(Data extracted from a collection)
* * * * * * *

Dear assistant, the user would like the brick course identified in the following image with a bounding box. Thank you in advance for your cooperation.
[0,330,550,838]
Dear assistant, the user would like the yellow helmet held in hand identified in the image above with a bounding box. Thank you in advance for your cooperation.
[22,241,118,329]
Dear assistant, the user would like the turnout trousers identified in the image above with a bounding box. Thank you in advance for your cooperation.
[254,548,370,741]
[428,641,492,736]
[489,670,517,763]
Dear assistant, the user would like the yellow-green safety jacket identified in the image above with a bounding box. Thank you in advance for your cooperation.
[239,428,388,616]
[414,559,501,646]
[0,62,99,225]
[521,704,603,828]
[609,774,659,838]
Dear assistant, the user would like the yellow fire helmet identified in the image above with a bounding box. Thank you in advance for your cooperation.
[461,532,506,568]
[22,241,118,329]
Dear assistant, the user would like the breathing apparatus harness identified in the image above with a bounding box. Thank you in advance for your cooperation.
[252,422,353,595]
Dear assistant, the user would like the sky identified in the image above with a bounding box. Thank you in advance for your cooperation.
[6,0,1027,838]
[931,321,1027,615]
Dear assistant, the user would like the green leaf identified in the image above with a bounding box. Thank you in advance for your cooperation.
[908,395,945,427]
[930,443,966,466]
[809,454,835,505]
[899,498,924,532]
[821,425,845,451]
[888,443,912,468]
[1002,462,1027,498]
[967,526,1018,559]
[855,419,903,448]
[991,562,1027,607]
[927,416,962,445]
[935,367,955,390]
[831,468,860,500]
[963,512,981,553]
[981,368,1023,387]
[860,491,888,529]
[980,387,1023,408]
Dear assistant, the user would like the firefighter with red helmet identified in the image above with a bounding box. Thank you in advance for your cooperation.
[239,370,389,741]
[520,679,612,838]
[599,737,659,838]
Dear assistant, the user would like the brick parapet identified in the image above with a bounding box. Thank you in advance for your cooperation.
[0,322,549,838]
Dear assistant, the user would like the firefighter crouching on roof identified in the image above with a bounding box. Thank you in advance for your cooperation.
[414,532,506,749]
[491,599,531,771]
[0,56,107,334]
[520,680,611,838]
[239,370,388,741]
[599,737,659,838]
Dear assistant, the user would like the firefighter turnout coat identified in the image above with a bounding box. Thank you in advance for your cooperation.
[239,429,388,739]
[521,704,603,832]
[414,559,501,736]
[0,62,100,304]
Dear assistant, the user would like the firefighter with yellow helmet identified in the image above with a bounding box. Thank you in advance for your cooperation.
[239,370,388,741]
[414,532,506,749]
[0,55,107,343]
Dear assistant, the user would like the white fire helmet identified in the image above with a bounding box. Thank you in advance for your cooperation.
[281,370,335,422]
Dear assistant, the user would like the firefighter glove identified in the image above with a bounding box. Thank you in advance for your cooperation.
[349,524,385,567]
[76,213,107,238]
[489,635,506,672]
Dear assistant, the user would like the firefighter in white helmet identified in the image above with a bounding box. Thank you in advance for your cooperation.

* * * * * * *

AIM -
Rewrite all of the material above as a numbered list, omitting any blank lines.

RESULT FOR THIS EXERCISE -
1. Dear assistant, the user would like the brick course identified in the following image with a bounding box. Thank you in advance for your cooperation.
2. [0,330,550,838]
3. Dear assistant, the user would like the yellow helmet held in hand identified in the image above with a bounding box. Thank you in advance for your cooperation.
4. [22,241,118,329]
5. Dear assistant, the user would like the turnout trousers identified in the image above with a bounding box. Thank you in advance for your cooperation.
6. [254,548,370,741]
7. [428,641,492,736]
8. [489,670,517,763]
9. Dear assistant, the user would like the yellow-green safety jacket identified in the image above with a bounding box. Thank you in advance for your cooperation.
10. [239,428,388,616]
11. [414,559,501,646]
12. [0,62,99,225]
13. [521,704,603,828]
14. [609,774,659,838]
15. Dear assistant, the user would like the yellow fire helmet identified in the image above with a bounding box. Thank you in advance for your cooperation.
16. [461,532,506,568]
17. [22,241,118,329]
18. Dear assistant, the user would like the breathing apparatus harness identified in the image above with a bounding box. Thank you in advance for your cooperation.
19. [252,422,353,595]
20. Dear assistant, the user would like the sky identified in the image above with a bounding box. Thank you in advance for your cooperation.
21. [6,0,1027,838]
22. [931,321,1027,615]
23. Dear assistant, the user would like the green leaf identified in the image above with a bounding box. Thank you in advance for your cooperation.
24. [908,395,945,427]
25. [930,443,966,466]
26. [809,454,835,505]
27. [899,498,924,532]
28. [821,425,845,451]
29. [888,443,912,468]
30. [1002,462,1027,498]
31. [967,526,1018,559]
32. [855,419,903,448]
33. [991,562,1027,607]
34. [927,416,962,445]
35. [935,367,955,390]
36. [831,468,860,500]
37. [963,512,981,553]
38. [981,368,1023,387]
39. [860,491,888,529]
40. [980,387,1023,408]
41. Dear assistant, the user would like the firefighter with red helmet identified in the image above with a bounding box. Thank you in advance for your cooperation.
42. [239,370,389,741]
43. [520,679,612,838]
44. [599,737,659,838]
45. Dear assistant, the user would like the brick parapet identified in the image above with a bounding box. Thank you in advance for your cooperation.
46. [0,322,549,838]
47. Dear assistant, the user would like the firefighter crouching on roof identified in the image above with a bounding box. Thank you in advance for your cooperation.
48. [414,532,506,749]
49. [491,599,531,771]
50. [0,56,107,334]
51. [520,680,611,838]
52. [239,370,388,741]
53. [599,737,659,838]
54. Dear assistant, the user would like the firefighter turnout coat identified in the image above with a bounding box. Thank you in advance for your cooperation.
55. [239,429,388,739]
56. [521,704,603,832]
57. [414,559,501,736]
58. [0,62,100,304]
59. Dear assistant, the user would like the firefighter with yellow helmet identified in the image above with a bounding box. Thank you in advance for your cooperation.
60. [239,370,388,741]
61. [414,532,506,749]
62. [0,55,107,343]
63. Dear assistant, the user would like the white fire helmet identified in the image above with a bounding box. Thank you in advance for your cooperation.
64. [281,370,335,422]
65. Dear assistant, the user would like the firefighter glove identified in the image above with a bounding box. Thank you in advance for your cooperation.
66. [349,524,385,567]
67. [76,213,107,238]
68. [489,635,506,672]
69. Dear assistant, the user would like the firefighter in white helmet identified in the image above with a bounding box. Thank you in advance for your cooperation.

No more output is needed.